## Work to do
Nothing other than the lines from the one containing "Expected: one point per instance of the concrete sidewalk, each" through the close of the entries below should be printed, each exactly.

##### Input for this task

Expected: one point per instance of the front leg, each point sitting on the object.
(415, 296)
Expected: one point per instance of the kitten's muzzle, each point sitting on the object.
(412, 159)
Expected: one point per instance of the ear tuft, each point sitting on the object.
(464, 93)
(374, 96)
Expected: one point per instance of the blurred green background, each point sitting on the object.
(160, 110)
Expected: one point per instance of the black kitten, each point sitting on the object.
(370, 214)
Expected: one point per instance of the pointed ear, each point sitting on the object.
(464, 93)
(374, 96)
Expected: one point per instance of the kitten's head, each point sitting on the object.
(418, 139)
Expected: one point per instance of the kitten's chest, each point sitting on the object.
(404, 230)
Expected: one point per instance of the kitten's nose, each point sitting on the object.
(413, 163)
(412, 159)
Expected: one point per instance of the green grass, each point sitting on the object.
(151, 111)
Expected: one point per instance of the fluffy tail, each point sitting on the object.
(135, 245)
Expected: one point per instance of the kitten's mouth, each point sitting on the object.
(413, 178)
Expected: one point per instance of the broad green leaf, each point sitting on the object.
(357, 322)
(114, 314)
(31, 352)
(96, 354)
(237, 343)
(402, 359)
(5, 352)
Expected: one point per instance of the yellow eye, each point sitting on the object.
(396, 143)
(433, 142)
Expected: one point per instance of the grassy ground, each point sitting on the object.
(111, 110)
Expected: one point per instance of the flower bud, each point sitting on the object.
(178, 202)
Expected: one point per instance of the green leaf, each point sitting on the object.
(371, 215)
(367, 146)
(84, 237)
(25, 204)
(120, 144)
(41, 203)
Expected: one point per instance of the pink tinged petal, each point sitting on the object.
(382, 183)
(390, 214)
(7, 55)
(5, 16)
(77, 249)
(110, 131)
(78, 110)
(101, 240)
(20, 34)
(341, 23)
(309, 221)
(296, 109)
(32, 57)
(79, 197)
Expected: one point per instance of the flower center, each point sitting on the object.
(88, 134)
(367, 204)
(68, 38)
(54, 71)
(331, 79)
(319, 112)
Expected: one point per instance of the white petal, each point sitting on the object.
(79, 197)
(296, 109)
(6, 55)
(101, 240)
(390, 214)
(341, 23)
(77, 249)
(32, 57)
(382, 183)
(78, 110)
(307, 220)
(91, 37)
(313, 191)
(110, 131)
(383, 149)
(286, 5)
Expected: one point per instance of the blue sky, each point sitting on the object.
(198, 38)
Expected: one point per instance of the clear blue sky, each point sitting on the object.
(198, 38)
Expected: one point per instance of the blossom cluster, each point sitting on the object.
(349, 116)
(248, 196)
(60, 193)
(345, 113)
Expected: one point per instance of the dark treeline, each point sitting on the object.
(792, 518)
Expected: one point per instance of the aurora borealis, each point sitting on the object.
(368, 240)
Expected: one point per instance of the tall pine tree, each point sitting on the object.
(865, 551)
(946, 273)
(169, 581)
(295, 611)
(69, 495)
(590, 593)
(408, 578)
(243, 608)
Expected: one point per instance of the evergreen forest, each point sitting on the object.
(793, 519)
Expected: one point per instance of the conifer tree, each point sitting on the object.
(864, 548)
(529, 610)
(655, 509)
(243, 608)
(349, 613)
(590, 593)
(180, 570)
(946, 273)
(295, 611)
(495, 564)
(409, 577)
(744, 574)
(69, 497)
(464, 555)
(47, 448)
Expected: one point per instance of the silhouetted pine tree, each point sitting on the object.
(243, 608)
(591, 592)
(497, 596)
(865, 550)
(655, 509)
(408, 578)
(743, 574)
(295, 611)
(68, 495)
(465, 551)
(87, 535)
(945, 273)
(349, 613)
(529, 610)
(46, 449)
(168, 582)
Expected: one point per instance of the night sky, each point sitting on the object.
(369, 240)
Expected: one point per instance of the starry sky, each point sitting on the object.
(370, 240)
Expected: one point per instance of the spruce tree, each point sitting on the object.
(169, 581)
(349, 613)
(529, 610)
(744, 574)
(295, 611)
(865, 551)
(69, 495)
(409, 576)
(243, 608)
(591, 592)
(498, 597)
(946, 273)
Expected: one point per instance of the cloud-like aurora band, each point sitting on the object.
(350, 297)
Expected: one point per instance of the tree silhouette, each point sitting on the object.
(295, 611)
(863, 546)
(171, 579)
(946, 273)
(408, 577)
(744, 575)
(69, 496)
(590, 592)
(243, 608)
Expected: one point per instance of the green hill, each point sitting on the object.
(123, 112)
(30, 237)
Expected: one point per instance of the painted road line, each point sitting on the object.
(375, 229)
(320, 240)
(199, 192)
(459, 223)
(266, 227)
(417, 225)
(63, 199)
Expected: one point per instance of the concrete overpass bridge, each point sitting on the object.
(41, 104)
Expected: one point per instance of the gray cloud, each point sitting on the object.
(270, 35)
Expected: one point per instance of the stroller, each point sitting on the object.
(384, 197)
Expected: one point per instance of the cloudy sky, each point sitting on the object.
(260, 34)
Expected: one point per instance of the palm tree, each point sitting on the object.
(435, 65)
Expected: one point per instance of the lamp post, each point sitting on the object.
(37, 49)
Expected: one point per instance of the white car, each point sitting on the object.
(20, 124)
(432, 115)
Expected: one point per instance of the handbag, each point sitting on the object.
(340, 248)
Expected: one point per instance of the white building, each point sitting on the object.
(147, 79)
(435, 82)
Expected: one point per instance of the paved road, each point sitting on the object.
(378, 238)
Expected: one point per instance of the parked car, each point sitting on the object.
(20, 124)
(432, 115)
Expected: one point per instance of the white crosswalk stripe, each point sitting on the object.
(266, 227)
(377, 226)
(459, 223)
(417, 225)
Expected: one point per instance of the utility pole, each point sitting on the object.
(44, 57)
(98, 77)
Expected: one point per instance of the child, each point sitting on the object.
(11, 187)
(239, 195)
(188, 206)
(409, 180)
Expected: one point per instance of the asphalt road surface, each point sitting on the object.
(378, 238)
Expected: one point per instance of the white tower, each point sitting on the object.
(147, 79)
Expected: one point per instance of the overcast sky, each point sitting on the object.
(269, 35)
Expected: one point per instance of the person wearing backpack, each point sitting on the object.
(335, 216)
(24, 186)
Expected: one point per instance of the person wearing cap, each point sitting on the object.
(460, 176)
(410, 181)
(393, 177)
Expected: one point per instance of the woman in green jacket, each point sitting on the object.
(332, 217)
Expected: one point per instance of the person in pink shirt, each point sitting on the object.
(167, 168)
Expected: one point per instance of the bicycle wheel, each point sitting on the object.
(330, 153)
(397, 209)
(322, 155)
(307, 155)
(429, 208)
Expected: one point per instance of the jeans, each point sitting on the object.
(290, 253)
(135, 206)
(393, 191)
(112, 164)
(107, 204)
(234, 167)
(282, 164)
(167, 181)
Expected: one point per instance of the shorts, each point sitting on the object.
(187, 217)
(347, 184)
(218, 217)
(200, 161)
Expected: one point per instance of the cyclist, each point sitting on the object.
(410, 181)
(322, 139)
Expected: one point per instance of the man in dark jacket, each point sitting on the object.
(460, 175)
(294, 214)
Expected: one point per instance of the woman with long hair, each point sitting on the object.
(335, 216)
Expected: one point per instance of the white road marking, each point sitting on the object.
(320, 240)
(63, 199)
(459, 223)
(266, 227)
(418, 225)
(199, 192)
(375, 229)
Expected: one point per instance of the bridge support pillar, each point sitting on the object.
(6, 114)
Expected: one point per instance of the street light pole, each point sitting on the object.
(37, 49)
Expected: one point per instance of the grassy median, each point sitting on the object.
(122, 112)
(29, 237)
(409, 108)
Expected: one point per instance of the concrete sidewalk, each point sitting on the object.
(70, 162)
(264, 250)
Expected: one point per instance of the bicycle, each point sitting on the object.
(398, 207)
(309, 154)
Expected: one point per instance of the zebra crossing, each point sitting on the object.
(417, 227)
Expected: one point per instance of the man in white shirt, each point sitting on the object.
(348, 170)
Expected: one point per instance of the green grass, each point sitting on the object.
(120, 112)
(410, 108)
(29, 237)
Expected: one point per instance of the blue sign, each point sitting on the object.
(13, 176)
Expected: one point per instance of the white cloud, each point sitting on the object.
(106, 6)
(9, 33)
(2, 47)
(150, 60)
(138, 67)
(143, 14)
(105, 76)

##########

## Task solution
Expected: one point per instance of the concrete sidewalk, each point sitting on the object.
(70, 162)
(264, 250)
Expected: one point per instance of the bicycle, each point sitting on the object.
(398, 207)
(309, 154)
Expected: one point per instance of the zebra crossing, each point sitting on the object.
(417, 227)
Expected: one point per instance of the man in white shirt, each point sitting on the object.
(348, 170)
Expected: one point per instance of the green grass, each point sitting on the object.
(120, 112)
(410, 108)
(29, 237)
Expected: one point per instance of the blue sign, each point sitting on the object.
(13, 176)
Expected: one point per instance of the white cloud, each point sitting on the object.
(106, 6)
(9, 33)
(2, 47)
(150, 60)
(138, 67)
(143, 14)
(105, 76)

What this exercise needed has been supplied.